Copy the biography of Kim Yong-won below word for word, from start to finish.

Source text |
============================================================
- Born: 1966 (age 58–59) North Chungcheong Province, South Korea
- Conviction: Murder x3
- Criminal penalty: Death

Details
- Victims: 3–4
- Span of crimes: March – June 2005 (possibly 1994)
- Country: South Korea
- State: North Chungcheong
- Date apprehended: June 10, 2005

= Kim Yong-won =

South Korean serial killer (born 1966)

Kim Yong-won (born 1966) is a South Korean serial killer and rapist who killed two women and a child around various cities in North Chungcheong Province from March to June 2005, in addition to being suspected, but never charged with, the 1994 murder of a man during an argument. He was convicted and sentenced to death for the latter crimes, which were compared to the more infamous Yoo Young-chul's murders due to their sheer brutality.

==Early life==
Kim Yong-won was born on a farmhouse in North Chungcheong Province in 1966, the youngest of four children of rural farmers. His early life was marred by violence, as his violent and alcoholic father frequently beat his spouse and children, while Kim's brother, who was nine years his senior, bullied him in turn. Due to these circumstances, he felt no affection towards his family members, and repeatedly claimed that he could not wait to become an adult so he could leave them. Kim eventually dropped out of middle school and started working up until the age of 20, when he finally left the family household. However, his life did not proceed smoothly as the first woman he loved dearly later left him for his best friend, causing him to harbor hostile feelings towards women as a whole. While acquaintances generally described him as a nice and gentle person, they would also note that has very easily angered and would get violent when drunk.
============================================================
Data supplied |
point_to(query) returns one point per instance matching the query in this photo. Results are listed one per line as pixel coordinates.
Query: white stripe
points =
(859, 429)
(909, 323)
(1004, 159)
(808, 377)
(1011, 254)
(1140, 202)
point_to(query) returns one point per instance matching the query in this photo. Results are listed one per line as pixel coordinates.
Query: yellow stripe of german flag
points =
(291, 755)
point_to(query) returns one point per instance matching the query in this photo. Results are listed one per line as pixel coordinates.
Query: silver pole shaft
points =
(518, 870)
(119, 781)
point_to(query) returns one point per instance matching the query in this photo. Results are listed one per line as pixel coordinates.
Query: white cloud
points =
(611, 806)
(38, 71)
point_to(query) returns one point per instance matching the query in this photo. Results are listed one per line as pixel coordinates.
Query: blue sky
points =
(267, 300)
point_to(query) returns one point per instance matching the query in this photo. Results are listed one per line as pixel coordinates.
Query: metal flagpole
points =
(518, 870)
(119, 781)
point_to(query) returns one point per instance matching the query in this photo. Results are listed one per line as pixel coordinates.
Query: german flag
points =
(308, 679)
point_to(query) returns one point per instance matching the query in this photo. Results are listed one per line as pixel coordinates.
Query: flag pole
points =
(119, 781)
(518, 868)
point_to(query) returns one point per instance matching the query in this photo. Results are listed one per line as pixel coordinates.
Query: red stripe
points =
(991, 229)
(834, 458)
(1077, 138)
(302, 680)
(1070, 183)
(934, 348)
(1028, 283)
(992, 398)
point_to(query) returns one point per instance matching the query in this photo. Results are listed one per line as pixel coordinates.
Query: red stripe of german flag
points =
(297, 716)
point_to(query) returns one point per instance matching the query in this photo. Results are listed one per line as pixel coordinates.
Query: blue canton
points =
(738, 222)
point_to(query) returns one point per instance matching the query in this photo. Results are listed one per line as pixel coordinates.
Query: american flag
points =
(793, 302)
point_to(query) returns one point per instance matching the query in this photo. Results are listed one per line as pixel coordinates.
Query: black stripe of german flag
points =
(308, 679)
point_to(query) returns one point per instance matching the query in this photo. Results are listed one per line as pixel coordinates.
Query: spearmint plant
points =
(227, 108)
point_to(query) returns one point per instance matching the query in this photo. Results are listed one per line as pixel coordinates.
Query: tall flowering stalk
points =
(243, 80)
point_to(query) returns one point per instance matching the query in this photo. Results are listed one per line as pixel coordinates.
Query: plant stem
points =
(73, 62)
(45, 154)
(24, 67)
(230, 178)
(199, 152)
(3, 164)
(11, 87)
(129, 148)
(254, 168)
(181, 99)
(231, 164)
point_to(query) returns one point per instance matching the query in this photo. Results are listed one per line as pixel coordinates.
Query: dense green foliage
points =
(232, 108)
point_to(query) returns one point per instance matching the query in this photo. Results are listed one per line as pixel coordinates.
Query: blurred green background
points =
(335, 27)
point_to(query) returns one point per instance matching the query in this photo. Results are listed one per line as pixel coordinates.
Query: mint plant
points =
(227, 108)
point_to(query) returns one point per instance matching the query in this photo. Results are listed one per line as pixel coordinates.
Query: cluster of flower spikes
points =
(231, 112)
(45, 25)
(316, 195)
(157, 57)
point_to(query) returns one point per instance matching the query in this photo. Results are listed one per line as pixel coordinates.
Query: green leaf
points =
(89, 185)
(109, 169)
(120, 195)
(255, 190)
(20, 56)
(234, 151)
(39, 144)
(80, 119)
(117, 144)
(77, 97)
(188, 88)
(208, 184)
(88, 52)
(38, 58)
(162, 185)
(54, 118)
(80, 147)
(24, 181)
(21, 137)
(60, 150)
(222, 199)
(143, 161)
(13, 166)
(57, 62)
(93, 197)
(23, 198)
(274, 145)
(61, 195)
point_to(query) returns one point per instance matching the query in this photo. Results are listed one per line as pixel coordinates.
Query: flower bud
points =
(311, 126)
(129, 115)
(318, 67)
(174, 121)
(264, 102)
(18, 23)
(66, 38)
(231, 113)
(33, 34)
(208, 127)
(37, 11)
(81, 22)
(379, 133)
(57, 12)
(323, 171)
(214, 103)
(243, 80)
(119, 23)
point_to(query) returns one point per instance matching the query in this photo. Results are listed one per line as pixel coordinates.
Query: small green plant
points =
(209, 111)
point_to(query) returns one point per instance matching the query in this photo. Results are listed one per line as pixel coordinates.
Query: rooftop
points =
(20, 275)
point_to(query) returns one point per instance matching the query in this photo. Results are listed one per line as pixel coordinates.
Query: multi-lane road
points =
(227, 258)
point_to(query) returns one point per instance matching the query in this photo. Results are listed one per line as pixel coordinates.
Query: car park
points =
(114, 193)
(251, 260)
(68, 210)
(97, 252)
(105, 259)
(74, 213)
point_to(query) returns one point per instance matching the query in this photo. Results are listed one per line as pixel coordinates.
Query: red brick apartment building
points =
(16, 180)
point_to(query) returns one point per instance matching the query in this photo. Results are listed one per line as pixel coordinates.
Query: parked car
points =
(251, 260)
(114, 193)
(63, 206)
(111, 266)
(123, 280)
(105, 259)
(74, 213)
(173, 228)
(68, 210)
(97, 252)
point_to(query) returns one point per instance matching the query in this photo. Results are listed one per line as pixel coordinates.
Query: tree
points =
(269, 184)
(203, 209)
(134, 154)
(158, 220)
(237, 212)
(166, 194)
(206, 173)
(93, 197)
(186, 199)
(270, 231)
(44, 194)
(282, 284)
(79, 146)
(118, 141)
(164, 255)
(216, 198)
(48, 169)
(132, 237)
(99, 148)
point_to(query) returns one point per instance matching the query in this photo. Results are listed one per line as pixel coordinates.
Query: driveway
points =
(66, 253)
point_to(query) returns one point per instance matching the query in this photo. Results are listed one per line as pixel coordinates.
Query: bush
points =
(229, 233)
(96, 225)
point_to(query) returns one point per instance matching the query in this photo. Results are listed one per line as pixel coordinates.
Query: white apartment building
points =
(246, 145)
============================================================
Answer to this task |
- Born: 1966 (age 58–59) North Chungcheong Province, South Korea
- Conviction: Murder x3
- Criminal penalty: Death

Details
- Victims: 3–4
- Span of crimes: March – June 2005 (possibly 1994)
- Country: South Korea
- State: North Chungcheong
- Date apprehended: June 10, 2005

= Kim Yong-won =

South Korean serial killer (born 1966)

Kim Yong-won (born 1966) is a South Korean serial killer and rapist who killed two women and a child around various cities in North Chungcheong Province from March to June 2005, in addition to being suspected, but never charged with, the 1994 murder of a man during an argument. He was convicted and sentenced to death for the latter crimes, which were compared to the more infamous Yoo Young-chul's murders due to their sheer brutality.

==Early life==
Kim Yong-won was born on a farmhouse in North Chungcheong Province in 1966, the youngest of four children of rural farmers. His early life was marred by violence, as his violent and alcoholic father frequently beat his spouse and children, while Kim's brother, who was nine years his senior, bullied him in turn. Due to these circumstances, he felt no affection towards his family members, and repeatedly claimed that he could not wait to become an adult so he could leave them. Kim eventually dropped out of middle school and started working up until the age of 20, when he finally left the family household. However, his life did not proceed smoothly as the first woman he loved dearly later left him for his best friend, causing him to harbor hostile feelings towards women as a whole. While acquaintances generally described him as a nice and gentle person, they would also note that has very easily angered and would get violent when drunk.